"""

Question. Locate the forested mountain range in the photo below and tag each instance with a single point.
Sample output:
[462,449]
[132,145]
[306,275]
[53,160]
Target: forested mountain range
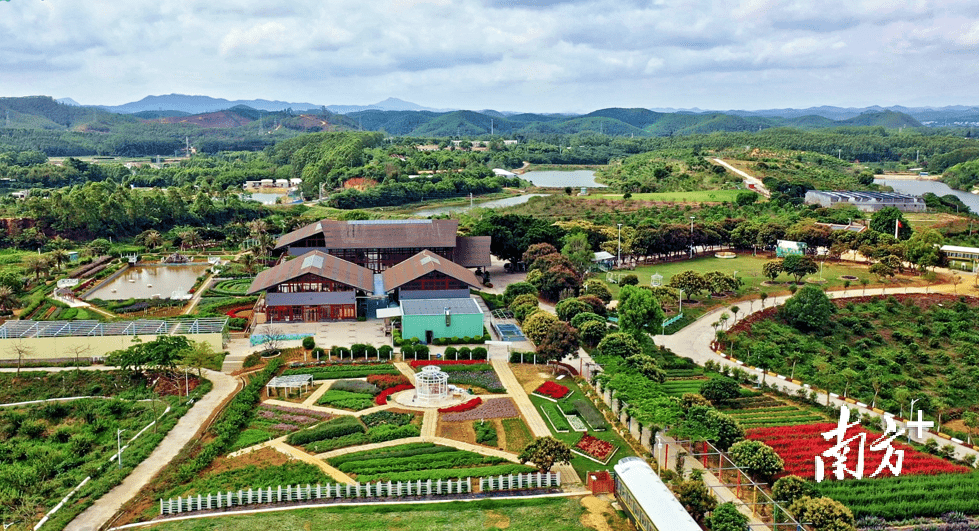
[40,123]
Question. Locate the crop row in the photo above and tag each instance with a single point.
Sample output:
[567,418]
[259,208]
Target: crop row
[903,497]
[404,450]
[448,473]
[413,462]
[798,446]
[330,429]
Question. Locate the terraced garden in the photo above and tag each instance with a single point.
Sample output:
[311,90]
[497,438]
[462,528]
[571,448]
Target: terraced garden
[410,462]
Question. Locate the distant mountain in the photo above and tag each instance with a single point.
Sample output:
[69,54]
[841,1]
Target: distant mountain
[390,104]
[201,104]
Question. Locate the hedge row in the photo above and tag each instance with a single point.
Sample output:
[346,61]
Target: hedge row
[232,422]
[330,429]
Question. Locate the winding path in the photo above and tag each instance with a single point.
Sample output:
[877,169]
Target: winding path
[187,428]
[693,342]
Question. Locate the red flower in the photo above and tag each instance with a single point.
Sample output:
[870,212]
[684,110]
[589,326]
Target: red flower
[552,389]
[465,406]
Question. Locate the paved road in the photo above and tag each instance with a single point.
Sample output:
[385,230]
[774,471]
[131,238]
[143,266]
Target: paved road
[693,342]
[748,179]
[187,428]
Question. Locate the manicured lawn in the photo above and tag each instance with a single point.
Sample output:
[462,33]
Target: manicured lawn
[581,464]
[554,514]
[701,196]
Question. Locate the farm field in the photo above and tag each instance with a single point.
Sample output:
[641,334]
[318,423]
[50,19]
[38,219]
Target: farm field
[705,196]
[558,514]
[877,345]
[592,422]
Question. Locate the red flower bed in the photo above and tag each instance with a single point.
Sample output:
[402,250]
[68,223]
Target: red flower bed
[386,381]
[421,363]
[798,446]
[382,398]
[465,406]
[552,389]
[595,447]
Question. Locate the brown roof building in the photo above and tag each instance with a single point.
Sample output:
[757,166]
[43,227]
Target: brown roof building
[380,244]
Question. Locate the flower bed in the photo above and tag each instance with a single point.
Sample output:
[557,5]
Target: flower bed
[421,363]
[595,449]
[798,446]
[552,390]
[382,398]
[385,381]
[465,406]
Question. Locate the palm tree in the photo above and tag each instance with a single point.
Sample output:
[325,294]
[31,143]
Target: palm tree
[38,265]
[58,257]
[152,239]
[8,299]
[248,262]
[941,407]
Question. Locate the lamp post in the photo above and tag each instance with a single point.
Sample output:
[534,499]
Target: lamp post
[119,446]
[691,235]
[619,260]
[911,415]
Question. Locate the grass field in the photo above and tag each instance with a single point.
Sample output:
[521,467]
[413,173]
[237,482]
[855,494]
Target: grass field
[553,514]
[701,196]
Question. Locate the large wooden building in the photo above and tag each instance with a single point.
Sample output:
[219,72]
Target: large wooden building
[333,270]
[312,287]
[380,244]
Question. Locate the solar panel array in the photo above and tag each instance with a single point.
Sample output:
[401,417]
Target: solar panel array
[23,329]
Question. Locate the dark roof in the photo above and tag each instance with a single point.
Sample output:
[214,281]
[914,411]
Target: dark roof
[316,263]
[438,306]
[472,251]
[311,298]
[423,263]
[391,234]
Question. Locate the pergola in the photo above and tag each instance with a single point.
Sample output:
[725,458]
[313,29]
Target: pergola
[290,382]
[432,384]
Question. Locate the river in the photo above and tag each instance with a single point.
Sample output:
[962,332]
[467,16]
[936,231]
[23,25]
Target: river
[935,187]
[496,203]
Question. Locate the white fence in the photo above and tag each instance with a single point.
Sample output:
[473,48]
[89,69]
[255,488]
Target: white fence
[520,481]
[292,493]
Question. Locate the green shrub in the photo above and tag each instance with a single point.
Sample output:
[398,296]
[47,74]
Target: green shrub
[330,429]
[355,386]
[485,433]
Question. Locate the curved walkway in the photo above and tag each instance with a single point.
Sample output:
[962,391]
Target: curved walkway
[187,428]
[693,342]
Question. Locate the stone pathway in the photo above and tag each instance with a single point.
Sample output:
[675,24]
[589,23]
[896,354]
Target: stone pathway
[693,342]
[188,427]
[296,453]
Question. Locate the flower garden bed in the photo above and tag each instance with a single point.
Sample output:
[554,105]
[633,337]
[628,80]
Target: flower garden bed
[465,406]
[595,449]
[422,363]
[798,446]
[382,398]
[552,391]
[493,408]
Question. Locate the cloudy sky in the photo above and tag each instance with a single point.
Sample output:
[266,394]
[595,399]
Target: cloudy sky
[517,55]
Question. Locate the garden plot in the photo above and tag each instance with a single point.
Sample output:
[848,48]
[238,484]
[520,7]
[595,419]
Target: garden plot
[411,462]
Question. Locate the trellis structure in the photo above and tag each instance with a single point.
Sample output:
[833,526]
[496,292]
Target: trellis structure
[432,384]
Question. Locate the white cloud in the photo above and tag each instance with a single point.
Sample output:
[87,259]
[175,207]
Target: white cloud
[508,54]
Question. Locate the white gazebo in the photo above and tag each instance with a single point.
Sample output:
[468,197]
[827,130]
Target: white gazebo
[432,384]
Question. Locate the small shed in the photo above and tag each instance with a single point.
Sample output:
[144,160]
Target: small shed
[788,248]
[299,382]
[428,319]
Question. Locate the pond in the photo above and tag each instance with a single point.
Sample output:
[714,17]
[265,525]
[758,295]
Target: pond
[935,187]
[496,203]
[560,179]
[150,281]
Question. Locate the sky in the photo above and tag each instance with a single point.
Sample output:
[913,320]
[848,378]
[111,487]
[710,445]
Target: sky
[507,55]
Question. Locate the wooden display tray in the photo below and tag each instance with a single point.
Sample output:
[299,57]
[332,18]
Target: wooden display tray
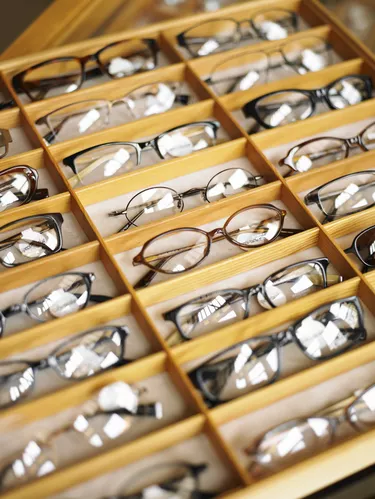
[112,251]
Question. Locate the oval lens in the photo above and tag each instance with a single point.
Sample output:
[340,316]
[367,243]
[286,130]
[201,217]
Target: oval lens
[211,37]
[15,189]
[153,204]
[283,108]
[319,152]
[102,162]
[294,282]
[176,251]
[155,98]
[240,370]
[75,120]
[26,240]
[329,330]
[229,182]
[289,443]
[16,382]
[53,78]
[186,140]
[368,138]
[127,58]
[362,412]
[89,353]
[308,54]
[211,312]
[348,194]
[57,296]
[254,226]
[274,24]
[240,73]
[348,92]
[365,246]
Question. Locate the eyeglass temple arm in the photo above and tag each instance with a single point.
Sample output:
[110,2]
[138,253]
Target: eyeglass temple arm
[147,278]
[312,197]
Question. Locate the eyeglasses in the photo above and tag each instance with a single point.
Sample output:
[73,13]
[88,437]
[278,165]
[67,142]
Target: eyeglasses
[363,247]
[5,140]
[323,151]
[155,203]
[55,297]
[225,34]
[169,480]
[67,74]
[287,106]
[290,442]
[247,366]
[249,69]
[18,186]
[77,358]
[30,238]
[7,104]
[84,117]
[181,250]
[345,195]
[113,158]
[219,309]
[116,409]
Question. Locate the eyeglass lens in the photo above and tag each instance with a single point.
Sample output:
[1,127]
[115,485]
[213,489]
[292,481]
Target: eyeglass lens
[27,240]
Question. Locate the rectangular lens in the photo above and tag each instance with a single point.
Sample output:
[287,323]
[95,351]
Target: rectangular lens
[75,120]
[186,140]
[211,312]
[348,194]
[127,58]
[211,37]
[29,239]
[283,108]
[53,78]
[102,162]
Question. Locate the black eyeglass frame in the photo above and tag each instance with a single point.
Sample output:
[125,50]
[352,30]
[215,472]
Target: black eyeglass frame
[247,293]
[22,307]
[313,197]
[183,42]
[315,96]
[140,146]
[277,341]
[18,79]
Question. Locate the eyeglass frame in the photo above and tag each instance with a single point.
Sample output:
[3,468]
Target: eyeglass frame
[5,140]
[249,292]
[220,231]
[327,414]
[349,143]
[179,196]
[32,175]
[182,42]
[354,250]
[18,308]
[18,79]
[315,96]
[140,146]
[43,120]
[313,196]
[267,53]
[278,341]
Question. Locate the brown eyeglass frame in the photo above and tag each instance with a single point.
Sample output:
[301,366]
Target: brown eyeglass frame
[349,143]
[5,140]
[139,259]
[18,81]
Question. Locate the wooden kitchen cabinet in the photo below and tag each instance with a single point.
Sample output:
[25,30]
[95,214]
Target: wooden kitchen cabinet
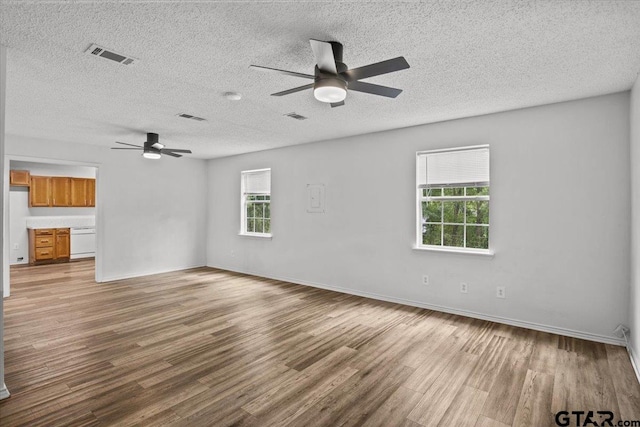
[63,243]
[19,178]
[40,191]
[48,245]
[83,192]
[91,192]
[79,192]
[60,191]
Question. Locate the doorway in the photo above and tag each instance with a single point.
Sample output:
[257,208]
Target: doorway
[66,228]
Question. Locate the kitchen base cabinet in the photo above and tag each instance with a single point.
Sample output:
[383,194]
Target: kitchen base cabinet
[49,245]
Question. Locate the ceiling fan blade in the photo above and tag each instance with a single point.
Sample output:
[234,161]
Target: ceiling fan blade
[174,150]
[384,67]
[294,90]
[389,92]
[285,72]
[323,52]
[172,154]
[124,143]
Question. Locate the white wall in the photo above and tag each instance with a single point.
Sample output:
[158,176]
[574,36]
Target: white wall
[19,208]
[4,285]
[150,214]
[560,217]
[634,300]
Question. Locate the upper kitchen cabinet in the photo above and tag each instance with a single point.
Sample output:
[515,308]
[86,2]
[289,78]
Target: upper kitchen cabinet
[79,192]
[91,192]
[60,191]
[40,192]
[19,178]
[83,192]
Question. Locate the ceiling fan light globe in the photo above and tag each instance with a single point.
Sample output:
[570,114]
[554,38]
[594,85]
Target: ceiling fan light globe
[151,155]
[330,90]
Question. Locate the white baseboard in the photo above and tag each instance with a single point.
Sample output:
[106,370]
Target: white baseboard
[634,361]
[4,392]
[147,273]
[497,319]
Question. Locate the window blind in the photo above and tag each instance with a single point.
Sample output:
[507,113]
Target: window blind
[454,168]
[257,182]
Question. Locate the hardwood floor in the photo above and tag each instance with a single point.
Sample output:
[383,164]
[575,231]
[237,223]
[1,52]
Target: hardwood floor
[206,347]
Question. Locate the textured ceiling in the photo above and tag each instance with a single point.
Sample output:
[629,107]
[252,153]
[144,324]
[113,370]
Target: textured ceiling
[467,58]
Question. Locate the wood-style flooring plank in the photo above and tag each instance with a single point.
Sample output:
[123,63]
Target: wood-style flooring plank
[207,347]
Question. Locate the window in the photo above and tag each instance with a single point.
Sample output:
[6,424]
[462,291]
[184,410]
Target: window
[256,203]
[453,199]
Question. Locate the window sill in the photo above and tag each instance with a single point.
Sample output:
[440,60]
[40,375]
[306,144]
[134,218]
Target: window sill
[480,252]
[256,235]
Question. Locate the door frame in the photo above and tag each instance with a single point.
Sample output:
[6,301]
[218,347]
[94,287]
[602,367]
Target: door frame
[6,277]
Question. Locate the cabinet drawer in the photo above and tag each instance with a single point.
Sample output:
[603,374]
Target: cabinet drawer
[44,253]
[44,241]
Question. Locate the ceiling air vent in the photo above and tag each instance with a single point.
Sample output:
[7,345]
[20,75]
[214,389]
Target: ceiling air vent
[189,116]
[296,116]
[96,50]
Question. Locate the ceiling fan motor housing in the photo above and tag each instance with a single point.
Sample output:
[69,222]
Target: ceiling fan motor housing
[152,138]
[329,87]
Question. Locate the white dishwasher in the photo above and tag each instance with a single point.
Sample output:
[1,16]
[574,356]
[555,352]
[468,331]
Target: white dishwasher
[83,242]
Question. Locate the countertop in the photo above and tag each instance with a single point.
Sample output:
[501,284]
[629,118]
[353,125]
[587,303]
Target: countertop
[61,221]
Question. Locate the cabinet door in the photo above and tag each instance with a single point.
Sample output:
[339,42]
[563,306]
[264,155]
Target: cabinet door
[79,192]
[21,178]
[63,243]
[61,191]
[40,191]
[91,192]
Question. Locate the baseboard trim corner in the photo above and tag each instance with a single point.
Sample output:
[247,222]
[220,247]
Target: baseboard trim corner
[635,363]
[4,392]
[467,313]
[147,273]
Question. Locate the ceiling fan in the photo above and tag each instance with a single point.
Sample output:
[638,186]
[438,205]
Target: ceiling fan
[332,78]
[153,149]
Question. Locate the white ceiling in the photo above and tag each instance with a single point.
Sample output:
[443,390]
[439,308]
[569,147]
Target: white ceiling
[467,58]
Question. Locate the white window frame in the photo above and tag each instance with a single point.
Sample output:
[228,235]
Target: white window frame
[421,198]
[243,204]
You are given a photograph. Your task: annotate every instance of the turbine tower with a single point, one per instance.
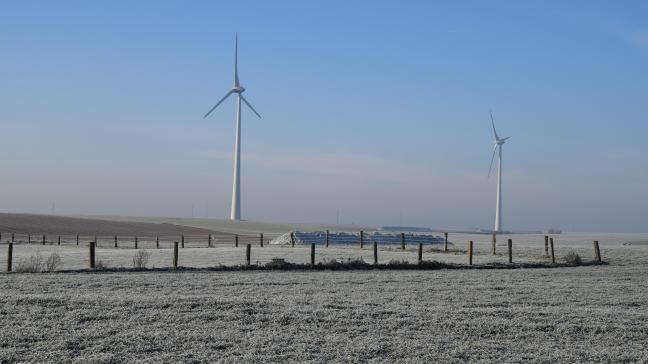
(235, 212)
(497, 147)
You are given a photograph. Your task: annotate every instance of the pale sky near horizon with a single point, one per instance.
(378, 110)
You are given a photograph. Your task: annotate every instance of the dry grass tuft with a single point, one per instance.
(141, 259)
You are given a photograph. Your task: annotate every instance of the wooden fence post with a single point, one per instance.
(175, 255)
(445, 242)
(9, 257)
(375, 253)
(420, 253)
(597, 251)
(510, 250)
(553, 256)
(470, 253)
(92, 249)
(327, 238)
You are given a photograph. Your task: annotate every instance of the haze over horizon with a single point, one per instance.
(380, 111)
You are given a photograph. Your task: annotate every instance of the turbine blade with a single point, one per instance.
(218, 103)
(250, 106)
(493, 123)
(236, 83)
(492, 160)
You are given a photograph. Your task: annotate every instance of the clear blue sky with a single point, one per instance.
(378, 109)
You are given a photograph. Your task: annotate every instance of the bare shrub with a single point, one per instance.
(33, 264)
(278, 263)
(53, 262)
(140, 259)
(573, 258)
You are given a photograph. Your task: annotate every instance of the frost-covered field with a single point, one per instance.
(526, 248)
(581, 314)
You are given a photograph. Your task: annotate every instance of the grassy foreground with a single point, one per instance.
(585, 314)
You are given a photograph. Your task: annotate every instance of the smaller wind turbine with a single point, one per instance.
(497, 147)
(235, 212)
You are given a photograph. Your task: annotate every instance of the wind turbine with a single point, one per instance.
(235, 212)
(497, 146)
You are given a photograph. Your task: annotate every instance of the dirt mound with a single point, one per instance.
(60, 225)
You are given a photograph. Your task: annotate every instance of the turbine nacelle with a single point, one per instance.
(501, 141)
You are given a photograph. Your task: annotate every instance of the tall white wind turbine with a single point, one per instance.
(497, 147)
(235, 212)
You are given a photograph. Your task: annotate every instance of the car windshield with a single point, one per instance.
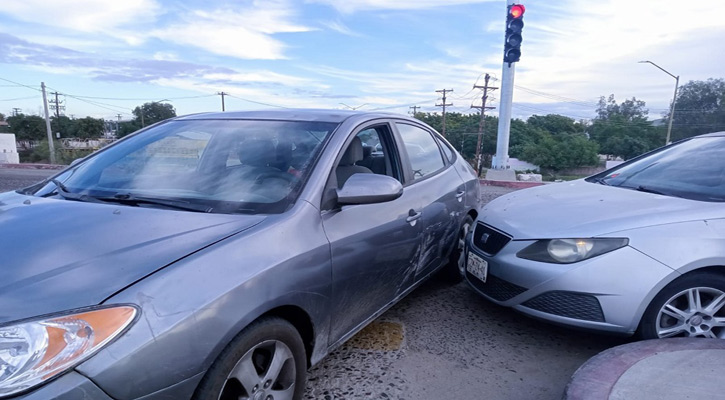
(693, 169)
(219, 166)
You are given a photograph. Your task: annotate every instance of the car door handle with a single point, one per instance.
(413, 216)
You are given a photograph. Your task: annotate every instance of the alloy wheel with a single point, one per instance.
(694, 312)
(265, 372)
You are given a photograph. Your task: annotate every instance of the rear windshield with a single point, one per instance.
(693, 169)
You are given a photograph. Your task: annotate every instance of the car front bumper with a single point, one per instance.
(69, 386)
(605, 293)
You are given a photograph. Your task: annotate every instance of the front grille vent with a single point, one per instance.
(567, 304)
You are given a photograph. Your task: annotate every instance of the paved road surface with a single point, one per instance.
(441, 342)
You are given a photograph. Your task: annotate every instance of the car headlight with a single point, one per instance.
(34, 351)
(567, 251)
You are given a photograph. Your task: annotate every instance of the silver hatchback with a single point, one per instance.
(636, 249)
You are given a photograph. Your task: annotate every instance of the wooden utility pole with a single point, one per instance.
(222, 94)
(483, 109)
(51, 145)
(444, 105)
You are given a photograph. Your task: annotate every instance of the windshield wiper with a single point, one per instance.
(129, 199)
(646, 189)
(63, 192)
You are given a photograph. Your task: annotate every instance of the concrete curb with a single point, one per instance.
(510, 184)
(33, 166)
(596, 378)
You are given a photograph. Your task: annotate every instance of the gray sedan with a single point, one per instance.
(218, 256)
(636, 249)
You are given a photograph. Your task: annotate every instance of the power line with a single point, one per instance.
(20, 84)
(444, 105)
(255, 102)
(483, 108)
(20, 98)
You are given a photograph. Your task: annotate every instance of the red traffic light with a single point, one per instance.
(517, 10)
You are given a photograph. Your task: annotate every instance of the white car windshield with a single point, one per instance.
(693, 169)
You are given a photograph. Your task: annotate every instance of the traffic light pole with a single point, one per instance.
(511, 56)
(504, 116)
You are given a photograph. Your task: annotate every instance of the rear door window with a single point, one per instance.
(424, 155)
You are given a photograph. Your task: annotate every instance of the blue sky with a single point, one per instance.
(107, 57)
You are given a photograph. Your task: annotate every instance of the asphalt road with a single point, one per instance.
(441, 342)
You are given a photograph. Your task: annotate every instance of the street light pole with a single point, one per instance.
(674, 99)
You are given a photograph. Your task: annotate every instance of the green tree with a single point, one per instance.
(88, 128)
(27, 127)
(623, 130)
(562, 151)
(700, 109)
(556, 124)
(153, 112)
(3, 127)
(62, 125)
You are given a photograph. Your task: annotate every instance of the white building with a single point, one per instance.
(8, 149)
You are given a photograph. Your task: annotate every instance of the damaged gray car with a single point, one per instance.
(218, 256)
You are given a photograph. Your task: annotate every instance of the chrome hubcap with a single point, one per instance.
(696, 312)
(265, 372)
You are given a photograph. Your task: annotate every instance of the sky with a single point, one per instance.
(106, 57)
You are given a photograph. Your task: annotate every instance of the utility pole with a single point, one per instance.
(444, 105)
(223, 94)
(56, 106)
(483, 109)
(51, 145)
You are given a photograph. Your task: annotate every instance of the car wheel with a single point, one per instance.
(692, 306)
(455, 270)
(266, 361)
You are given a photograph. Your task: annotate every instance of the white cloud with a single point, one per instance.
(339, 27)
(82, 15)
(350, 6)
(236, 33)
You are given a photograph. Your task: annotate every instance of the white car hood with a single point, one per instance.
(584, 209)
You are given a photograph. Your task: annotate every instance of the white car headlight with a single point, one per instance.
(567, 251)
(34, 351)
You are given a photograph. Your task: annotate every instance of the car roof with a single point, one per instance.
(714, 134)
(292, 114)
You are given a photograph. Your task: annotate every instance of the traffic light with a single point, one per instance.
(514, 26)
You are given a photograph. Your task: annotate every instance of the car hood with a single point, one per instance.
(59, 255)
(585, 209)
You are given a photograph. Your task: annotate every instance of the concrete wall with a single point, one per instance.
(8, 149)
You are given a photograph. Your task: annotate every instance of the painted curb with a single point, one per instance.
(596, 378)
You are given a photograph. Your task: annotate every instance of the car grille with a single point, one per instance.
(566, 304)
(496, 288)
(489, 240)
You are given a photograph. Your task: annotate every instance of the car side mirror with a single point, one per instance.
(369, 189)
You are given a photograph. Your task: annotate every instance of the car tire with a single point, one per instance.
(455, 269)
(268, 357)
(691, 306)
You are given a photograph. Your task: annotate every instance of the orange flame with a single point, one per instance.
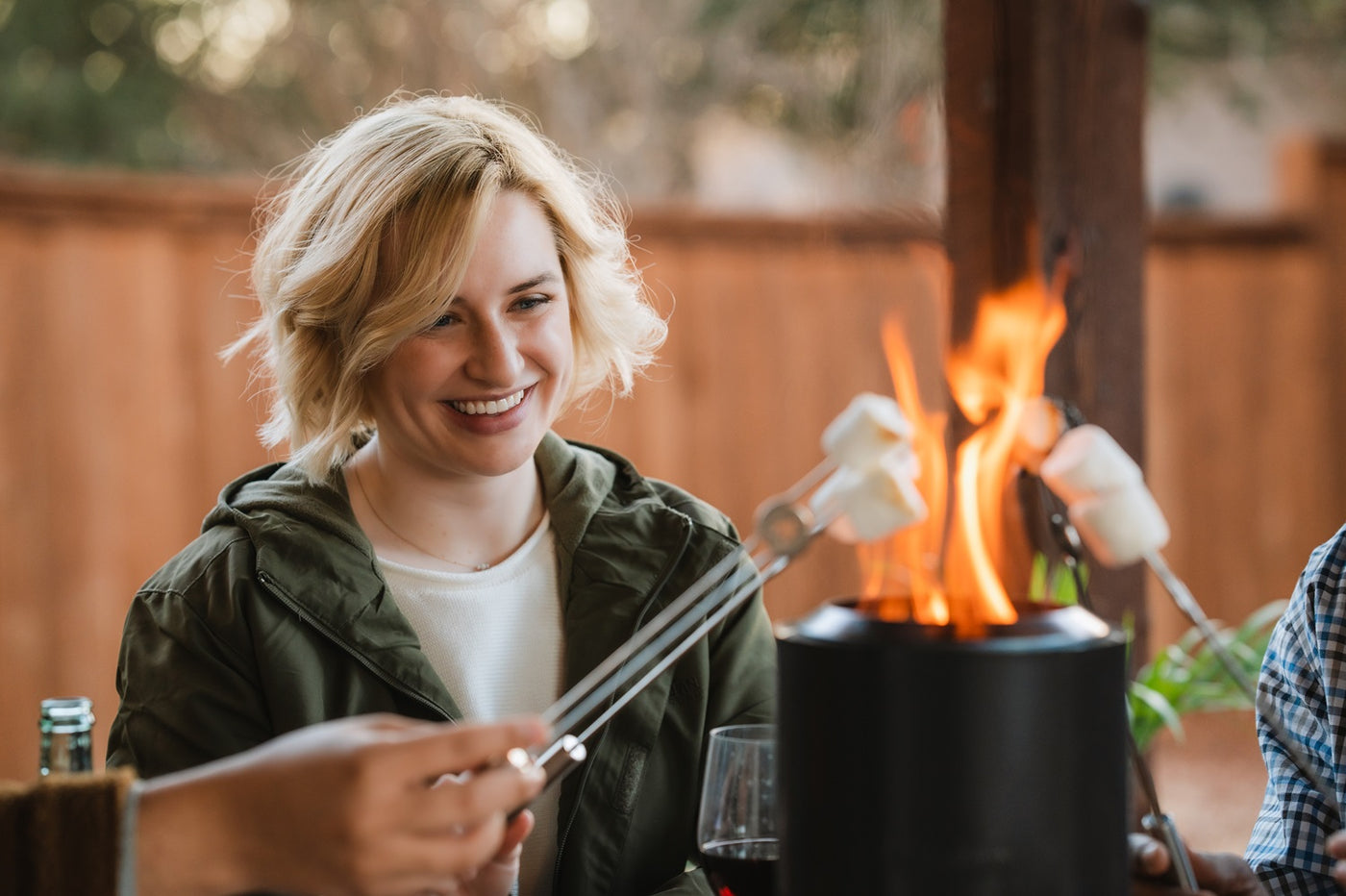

"""

## [Exercise goal]
Rewrite the entries from the line with "the car wheel" through the end of the entries, putting "mark" in place of "annotate" and leaving everything else unchanged. Omit the pictures from your answer.

## [Answer in full]
You are given a photograph. Your task: mark every instance of the car wheel with a single point, one per instance.
(692, 306)
(455, 270)
(266, 361)
You are given a photograph. Your task: mark every instance of the white cloud with a single point, one per instance.
(339, 27)
(82, 15)
(350, 6)
(236, 33)
You are given a photograph. Your task: mark every instance of the white car hood with a single point, one per instance.
(584, 209)
You are given a photograph. Your task: mark every instance of the white car headlight with a single point, one per instance.
(567, 251)
(34, 351)
You are given a photograph. Your task: mark every instance of the car roof with a single point, one per instance.
(714, 134)
(292, 114)
You are given a photograph. Your task: mark every instance of the traffic light with a single point, one per instance.
(514, 26)
You are given a photograph. Your task: mark every instance of the car hood with a single point, one per instance.
(59, 255)
(585, 209)
You are given a photograph. Your task: mark every instance of the concrete wall with a single point, one per instance.
(8, 149)
You are given a photograph. Your task: mark every instance of the painted curb with a single point, one per instance.
(596, 378)
You are given a photograph. Your task: mark every instance of the car grille with a single point, one per instance.
(566, 304)
(496, 288)
(489, 240)
You are given a photograph. Your task: mark every instance of the car side mirror with a single point, one per instance.
(369, 189)
You are given a photograph. Your task: mark every instance of the car tire with a single point, one per instance.
(455, 269)
(268, 357)
(691, 306)
You are given a photograph. Your task: mark every instance of the orange flame with a single point, one per instance.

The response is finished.